Extracted entries —

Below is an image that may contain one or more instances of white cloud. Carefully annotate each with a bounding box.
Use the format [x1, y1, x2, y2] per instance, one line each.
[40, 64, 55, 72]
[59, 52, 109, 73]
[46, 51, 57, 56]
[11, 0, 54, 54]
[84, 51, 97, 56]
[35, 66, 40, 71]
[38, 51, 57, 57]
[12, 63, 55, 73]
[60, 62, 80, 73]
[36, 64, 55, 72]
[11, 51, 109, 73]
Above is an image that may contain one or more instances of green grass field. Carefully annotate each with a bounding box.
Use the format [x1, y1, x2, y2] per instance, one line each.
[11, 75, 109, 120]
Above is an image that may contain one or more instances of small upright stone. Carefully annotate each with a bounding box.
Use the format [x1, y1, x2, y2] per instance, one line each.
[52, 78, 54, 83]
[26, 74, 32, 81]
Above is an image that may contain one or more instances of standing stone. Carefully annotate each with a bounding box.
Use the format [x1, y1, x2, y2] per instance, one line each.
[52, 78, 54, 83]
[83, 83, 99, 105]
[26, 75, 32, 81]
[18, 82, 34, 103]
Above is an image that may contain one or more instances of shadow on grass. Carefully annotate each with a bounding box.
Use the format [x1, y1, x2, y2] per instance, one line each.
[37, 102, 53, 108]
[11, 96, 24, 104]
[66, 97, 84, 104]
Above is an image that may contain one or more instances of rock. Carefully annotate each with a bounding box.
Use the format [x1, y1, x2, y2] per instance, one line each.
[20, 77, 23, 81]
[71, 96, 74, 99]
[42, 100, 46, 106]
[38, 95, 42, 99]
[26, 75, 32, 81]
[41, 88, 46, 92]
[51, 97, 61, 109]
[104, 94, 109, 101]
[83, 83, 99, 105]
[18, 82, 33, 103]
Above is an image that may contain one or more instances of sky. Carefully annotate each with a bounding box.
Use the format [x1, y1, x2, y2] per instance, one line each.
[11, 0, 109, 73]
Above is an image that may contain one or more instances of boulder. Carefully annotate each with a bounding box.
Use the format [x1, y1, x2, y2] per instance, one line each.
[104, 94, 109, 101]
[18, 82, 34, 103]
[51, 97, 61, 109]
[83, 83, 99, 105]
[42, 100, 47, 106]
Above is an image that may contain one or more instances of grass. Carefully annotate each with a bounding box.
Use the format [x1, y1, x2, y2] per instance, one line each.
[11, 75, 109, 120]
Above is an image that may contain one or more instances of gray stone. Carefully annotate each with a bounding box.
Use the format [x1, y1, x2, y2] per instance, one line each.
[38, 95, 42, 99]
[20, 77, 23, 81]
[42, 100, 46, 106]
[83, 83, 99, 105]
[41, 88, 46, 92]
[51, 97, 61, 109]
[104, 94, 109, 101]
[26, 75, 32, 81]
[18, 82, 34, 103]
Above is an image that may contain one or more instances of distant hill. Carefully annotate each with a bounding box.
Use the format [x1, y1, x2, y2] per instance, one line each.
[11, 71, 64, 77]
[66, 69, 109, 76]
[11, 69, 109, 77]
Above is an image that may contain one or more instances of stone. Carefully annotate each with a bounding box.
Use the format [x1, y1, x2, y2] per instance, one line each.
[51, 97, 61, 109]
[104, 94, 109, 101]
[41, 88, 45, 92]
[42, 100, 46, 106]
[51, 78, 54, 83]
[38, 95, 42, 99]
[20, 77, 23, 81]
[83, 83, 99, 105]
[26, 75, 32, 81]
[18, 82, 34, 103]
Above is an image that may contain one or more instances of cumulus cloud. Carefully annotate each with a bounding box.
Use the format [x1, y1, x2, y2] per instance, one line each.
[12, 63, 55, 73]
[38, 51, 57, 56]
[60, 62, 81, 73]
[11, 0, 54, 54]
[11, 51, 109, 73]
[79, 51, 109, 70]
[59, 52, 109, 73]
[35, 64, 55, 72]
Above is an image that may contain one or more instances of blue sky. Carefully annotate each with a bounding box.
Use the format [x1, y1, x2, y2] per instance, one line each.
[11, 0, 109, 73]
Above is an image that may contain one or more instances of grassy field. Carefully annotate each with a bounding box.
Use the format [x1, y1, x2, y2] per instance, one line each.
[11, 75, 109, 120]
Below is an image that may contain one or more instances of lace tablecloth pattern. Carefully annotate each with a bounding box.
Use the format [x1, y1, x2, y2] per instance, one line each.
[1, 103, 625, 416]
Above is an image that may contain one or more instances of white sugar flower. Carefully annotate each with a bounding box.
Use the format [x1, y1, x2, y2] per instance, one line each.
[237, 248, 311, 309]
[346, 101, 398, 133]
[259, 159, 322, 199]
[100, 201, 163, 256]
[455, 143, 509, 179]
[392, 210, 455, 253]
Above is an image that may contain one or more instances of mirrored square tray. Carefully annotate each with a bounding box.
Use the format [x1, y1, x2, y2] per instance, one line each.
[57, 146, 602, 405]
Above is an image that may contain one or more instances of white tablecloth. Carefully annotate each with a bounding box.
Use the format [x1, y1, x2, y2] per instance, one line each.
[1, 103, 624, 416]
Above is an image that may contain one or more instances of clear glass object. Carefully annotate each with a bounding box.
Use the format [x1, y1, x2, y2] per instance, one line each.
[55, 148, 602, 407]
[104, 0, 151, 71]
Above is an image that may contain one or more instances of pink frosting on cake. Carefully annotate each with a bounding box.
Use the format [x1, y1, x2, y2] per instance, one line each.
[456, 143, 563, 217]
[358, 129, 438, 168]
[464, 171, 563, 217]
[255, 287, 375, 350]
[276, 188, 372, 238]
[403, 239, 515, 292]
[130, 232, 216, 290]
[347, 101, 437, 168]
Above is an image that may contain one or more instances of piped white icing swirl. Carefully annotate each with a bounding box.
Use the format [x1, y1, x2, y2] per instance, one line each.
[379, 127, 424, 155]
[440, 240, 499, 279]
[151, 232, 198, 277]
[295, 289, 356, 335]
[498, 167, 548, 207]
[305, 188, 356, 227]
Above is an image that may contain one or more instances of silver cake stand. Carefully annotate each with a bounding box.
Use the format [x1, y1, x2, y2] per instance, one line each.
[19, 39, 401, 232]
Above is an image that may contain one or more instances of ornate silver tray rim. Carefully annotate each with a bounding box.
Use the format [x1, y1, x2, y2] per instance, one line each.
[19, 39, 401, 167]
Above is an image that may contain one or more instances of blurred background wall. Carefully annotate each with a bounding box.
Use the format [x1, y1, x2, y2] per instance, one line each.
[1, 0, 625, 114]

What to produce — When you reach the end of the records, set them all down again exactly.

Reply —
Below is an image that may contain one or more instances of white cloud. Carefully annotate each with a bounding box.
Use the format [x1, y1, x2, y2] per instance, one line each.
[40, 64, 55, 72]
[59, 52, 109, 73]
[46, 51, 57, 56]
[11, 0, 54, 54]
[84, 51, 97, 56]
[35, 66, 40, 71]
[38, 51, 57, 57]
[12, 63, 55, 73]
[60, 62, 80, 73]
[36, 64, 55, 72]
[11, 51, 109, 73]
Above is an image that may contain one or more instances of green grass field. Carefully annotate each with a bounding box.
Use the format [x1, y1, x2, y2] per instance, one line each.
[11, 75, 109, 120]
Above is an image that may contain one or more instances of small upright stone. Carefully annotate each with a bounding box.
Use the format [x1, y1, x2, y2] per instance, one line each.
[52, 78, 54, 83]
[26, 74, 32, 81]
Above is an image that may contain one or more instances of standing stone. Carefully annotate each with a bounding box.
Use the format [x1, y1, x2, y2] per instance, one line each.
[52, 78, 54, 83]
[83, 83, 99, 105]
[26, 75, 32, 81]
[18, 82, 34, 103]
Above is an image that may contain one or more instances of shadow on grass. Carefully annotate each with a bounding box.
Use the format [x1, y1, x2, y2] per instance, one line each.
[37, 102, 53, 108]
[11, 96, 24, 104]
[66, 97, 84, 104]
Above is an image that may contain one or more instances of rock. Carefully annotate each with a bounding box.
Use the format [x1, y1, x2, y2] per instance, one line each.
[20, 77, 23, 81]
[71, 96, 74, 99]
[42, 100, 46, 106]
[38, 95, 42, 99]
[26, 75, 32, 81]
[41, 88, 46, 92]
[51, 97, 61, 109]
[104, 94, 109, 101]
[83, 83, 99, 105]
[18, 82, 33, 103]
Above is an image that may contain one or more instances of sky. Carefully annotate each with a bounding box.
Use the format [x1, y1, x2, y2] per instance, one line each.
[11, 0, 109, 73]
Above is an image that may contain one or more instances of boulder. Carefully annotate each with a bounding box.
Use the format [x1, y1, x2, y2] per instance, one line each.
[104, 94, 109, 101]
[18, 82, 34, 103]
[51, 97, 61, 109]
[83, 83, 99, 105]
[42, 100, 47, 106]
Above is an image that may contain one or more instances of grass. Carefully annotate each with a bounding box.
Use the format [x1, y1, x2, y2] per instance, one line each.
[11, 75, 109, 120]
Above is an image that may contain one or more instances of gray stone. Carefully annotate each with a bounding box.
Use the format [x1, y1, x2, y2] per instance, one line each.
[38, 95, 42, 99]
[20, 77, 23, 81]
[42, 100, 46, 106]
[83, 83, 99, 105]
[41, 88, 46, 92]
[51, 97, 61, 109]
[104, 94, 109, 101]
[26, 75, 32, 81]
[18, 82, 34, 103]
Above is an image that may contain one or more instances of distant hill. Carefully annotate each with a bounding box.
Use the format [x1, y1, x2, y2] per instance, one line each.
[11, 71, 64, 77]
[66, 69, 109, 76]
[11, 69, 109, 77]
Above is an image that may contain one or more instances of stone. Carefully annotate each with a bounding box.
Use the format [x1, y1, x2, y2] per instance, one line each.
[51, 97, 61, 109]
[104, 94, 109, 101]
[41, 88, 45, 92]
[42, 100, 46, 106]
[51, 78, 54, 83]
[38, 95, 42, 99]
[20, 77, 23, 81]
[83, 83, 99, 105]
[26, 75, 32, 81]
[18, 82, 34, 103]
Above is an image that may contain one or more instances of cumulus cloud. Carefully annotate each with a bounding box.
Use the format [x1, y1, x2, y2] per instance, one line each.
[12, 63, 55, 73]
[38, 51, 57, 56]
[60, 62, 81, 73]
[11, 0, 54, 54]
[11, 51, 109, 73]
[79, 51, 109, 70]
[59, 52, 109, 73]
[35, 64, 55, 72]
Above is an image that may contain one or more instances of blue sky. Carefully annotate each with a bounding box.
Use the format [x1, y1, x2, y2] per instance, one line each.
[11, 0, 109, 73]
Above is an image that may contain one or more instances of grassy field. Carefully annotate each with a bounding box.
Use the format [x1, y1, x2, y2] per instance, one line each.
[11, 75, 109, 120]
Below is an image that may contain one or more instances of lace tablecloth pattern. Carefully annotate each with a bounding box.
Use the format [x1, y1, x2, y2] per instance, one line each.
[1, 103, 625, 416]
Above is an image that may contain one or more instances of white sugar flower. Carefully annotate each with a bounding box.
Use the format [x1, y1, x2, y2] per instance, one line each.
[237, 248, 311, 309]
[346, 101, 398, 133]
[259, 159, 322, 199]
[100, 201, 163, 256]
[455, 143, 509, 179]
[392, 210, 455, 253]
Above is an image that may contain one or more instances of mirrored square tray. Carefully annotate each with a bounding box.
Use the format [x1, y1, x2, y2] per instance, one line each.
[57, 146, 602, 405]
Above is an image that may contain one or more instances of white tablecloth. Carefully annotate each with a bounding box.
Use the format [x1, y1, x2, y2] per instance, one line each.
[1, 103, 624, 416]
Above is an image that may contain one or more instances of clear glass object. Carefully annotate each with a bounding box.
Use the format [x1, y1, x2, y2] per instance, one line each.
[55, 148, 602, 407]
[104, 0, 151, 71]
Above is an image that may contain one or more instances of pink frosting on cake. Carefully annotate each with a bounding box.
Use the format [x1, y1, x2, y2] per instance, one line each.
[456, 143, 563, 217]
[358, 129, 438, 168]
[464, 171, 563, 217]
[255, 287, 375, 350]
[276, 188, 372, 238]
[403, 239, 515, 292]
[130, 232, 216, 290]
[347, 101, 437, 168]
Above is an image that may contain one or more instances of piped white icing swirl. Carefully annotate each with a bounding box.
Use the format [x1, y1, x2, y2] per instance, one line each.
[379, 127, 424, 155]
[440, 240, 499, 279]
[151, 232, 198, 277]
[295, 289, 356, 335]
[498, 167, 548, 207]
[305, 188, 356, 227]
Above is an image that may contain one or more instances of silver cake stand. Carefully annotate each with a bounding box.
Use the format [x1, y1, x2, y2] per instance, one line each.
[19, 39, 401, 232]
Above is an image that may contain one or more instances of ornate silver tray rim. Carefully annotate each with a bounding box.
Use the format [x1, y1, x2, y2] per instance, one line each.
[19, 39, 401, 167]
Above is an image that may contain one or more instances of blurred background wall. Carefully annotate each with a bounding box.
Use the format [x1, y1, x2, y2] per instance, one line each.
[1, 0, 625, 114]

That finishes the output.